#### Aim of the exercise
Your reply should reproduce each entry exactly and contain no pictures.

#### The records
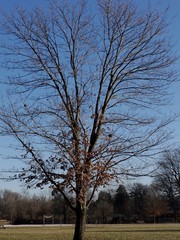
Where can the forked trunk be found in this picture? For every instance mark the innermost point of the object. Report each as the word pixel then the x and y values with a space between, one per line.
pixel 80 223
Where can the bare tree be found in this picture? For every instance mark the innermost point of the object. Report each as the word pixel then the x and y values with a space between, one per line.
pixel 167 178
pixel 85 94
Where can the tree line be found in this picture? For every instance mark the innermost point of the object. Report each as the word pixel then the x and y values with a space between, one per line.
pixel 85 89
pixel 137 202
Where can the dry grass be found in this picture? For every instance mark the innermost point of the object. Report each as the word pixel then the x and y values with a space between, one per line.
pixel 97 232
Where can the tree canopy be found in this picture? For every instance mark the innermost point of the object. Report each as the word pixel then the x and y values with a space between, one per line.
pixel 86 88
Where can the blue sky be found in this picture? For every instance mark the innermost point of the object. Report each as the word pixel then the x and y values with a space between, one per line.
pixel 174 29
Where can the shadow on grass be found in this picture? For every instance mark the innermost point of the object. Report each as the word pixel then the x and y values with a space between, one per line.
pixel 133 230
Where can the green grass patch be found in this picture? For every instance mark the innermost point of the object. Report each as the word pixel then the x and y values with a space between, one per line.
pixel 97 232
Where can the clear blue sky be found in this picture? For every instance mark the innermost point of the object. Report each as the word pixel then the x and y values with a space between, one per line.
pixel 174 19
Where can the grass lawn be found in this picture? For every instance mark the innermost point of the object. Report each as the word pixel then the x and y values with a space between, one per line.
pixel 95 232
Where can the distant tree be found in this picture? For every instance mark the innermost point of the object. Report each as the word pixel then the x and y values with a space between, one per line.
pixel 84 94
pixel 156 204
pixel 168 178
pixel 121 202
pixel 104 207
pixel 62 210
pixel 138 194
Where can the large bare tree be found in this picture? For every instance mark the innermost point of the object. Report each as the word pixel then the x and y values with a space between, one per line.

#### The answer
Where can the forked trunk be found in this picture? For every instance mark the innermost point of the object. Report each as the word pixel then the x and y values with a space between, one per line.
pixel 80 223
Where can the bare tree be found in this picture? For every instance mark the innermost point of the object. Report each as the word pixel then the x and y values with a space between, one per line.
pixel 167 178
pixel 85 94
Where can the tree line be found in this picture? For every instance mark the innermost point of the object. Report each as the word pixel then the x and y values with a space between, one per line.
pixel 85 89
pixel 137 202
Where can the dry grass be found in this picture? For every instance mark the innermost point of the object. Report each as the word pixel then the x and y values with a space between, one per line.
pixel 97 232
Where can the tree canopy be found in this picture? For every instance mark the innermost point of the object. Report each as the word pixel then the x and y values with a space between, one per line.
pixel 86 88
Where can the blue sky be found in this picture? For every instance mark the innermost point of the object. Report each as the word pixel then the x and y values with a space between, one per line.
pixel 174 29
Where can the shadow on grass be found in this picture? For every instance mark the innermost point of the object. Report each as the word pixel then the x and y values with a space between, one per line.
pixel 133 230
Where can the green grass patch be found in this picture? For every instance mark the innermost point of the object. Report each as the word pixel then the x and y values with a space between, one per line.
pixel 97 232
Where can the clear blue sky be found in this picture? For every instance mark the innermost point of the object. Report each as the word pixel then the x and y values with a space between, one per line.
pixel 174 19
Where can the grass lawn be found in this picture? For every instance mark the innermost point of the object. Report each as the word pixel then the x and y values with a space between, one per line.
pixel 95 232
Where can the distant tree be found in this picture? For every instance mark the innermost point of the object. Report each as the word pixel then the x and y values with a space between, one per line.
pixel 84 94
pixel 156 204
pixel 168 178
pixel 121 202
pixel 104 207
pixel 62 210
pixel 138 194
Where can the large bare tree be found in this picture? For every instance mark the innermost point of the object. Report each as the word pixel then the x and y values with a space between, one per line.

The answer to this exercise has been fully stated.